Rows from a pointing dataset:

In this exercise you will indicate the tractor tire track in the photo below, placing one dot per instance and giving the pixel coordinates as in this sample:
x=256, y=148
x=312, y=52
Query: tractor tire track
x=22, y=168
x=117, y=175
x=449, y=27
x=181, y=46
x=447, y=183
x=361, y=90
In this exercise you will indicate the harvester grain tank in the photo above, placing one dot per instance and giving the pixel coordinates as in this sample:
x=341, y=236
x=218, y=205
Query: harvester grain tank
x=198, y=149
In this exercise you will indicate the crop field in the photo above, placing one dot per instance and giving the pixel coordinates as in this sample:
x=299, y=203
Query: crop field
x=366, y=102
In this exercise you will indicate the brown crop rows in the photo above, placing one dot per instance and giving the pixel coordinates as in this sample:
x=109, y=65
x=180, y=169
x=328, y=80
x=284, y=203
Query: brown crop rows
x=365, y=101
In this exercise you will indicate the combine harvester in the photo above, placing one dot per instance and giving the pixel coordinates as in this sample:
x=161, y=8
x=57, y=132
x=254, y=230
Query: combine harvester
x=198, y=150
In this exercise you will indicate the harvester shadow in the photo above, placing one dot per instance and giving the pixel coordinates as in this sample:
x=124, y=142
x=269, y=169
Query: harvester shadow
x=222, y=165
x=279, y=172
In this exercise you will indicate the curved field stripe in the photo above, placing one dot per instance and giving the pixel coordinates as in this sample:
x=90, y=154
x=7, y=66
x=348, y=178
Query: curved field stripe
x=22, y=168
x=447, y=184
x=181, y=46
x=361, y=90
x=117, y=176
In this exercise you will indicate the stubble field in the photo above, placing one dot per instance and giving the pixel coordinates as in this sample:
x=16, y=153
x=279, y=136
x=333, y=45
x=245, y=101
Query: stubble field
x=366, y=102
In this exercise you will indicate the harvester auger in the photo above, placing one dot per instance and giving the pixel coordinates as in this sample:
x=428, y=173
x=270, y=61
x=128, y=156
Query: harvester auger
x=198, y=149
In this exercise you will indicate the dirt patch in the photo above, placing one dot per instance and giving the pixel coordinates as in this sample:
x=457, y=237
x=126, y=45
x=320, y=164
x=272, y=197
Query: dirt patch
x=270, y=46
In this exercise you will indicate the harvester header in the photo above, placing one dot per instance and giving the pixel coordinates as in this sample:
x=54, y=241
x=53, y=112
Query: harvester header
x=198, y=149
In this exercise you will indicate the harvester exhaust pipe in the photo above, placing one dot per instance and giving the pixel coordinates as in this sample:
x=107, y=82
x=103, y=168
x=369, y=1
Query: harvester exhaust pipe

• [Instruction]: Copy every one of the items above word for word.

• [Response to this exercise]:
In this exercise you will indicate the tractor tire track in the photo below, placing one dot per instance and giving the pixel coordinates as in this sample:
x=256, y=148
x=312, y=52
Query: tractor tire track
x=22, y=168
x=117, y=175
x=449, y=27
x=181, y=46
x=447, y=183
x=361, y=90
In this exercise you will indicate the harvester grain tank in the photo above, placing one dot per instance and giving the pixel coordinates as in this sample:
x=341, y=236
x=218, y=205
Query: harvester grain tank
x=198, y=149
In this exercise you will indicate the crop field in the photo above, placing one dot per instance and giving the pixel coordinates as in this sample:
x=299, y=203
Query: crop field
x=366, y=102
In this exercise you will indicate the brown crop rows in the photo above, placing one dot per instance and giving the pixel coordinates as in this sample:
x=109, y=65
x=180, y=169
x=328, y=80
x=284, y=203
Query: brown crop rows
x=365, y=101
In this exercise you will indicate the combine harvester in the photo above, placing one dot per instance and giving the pixel coordinates as in this sample:
x=161, y=8
x=57, y=132
x=254, y=230
Query: combine harvester
x=198, y=150
In this exercise you will indicate the harvester shadow in the photo above, placing one dot per instance and giving the pixel coordinates as in this sample:
x=124, y=142
x=269, y=169
Query: harvester shadow
x=222, y=165
x=279, y=172
In this exercise you will indicate the curved field stripe in the photo above, placing one dot per instance and giving the pixel coordinates as in this sample:
x=90, y=154
x=7, y=66
x=348, y=178
Query: curved field stripe
x=22, y=168
x=447, y=184
x=181, y=46
x=361, y=90
x=117, y=176
In this exercise you will indicate the stubble field in the photo above, placing one dot per instance and giving the pixel coordinates as in this sample:
x=16, y=153
x=279, y=136
x=333, y=45
x=245, y=101
Query: stubble field
x=366, y=102
In this exercise you will indicate the harvester auger in the photo above, placing one dot per instance and giving the pixel coordinates as in this sample:
x=428, y=173
x=270, y=61
x=128, y=156
Query: harvester auger
x=198, y=149
In this exercise you will indicate the dirt patch in the photo above, placing one dot per instance and giving the pixel coordinates as in this sample:
x=457, y=237
x=126, y=45
x=320, y=164
x=272, y=197
Query: dirt patch
x=270, y=46
In this exercise you will indicate the harvester header in the photo above, placing one dot per instance and giving the pixel coordinates as in this sample:
x=54, y=241
x=53, y=112
Query: harvester header
x=198, y=149
In this exercise you will indicate the harvester exhaust pipe in the photo above, placing one dot per instance and giving the pixel coordinates as in this sample:
x=107, y=82
x=103, y=168
x=369, y=1
Query: harvester exhaust pipe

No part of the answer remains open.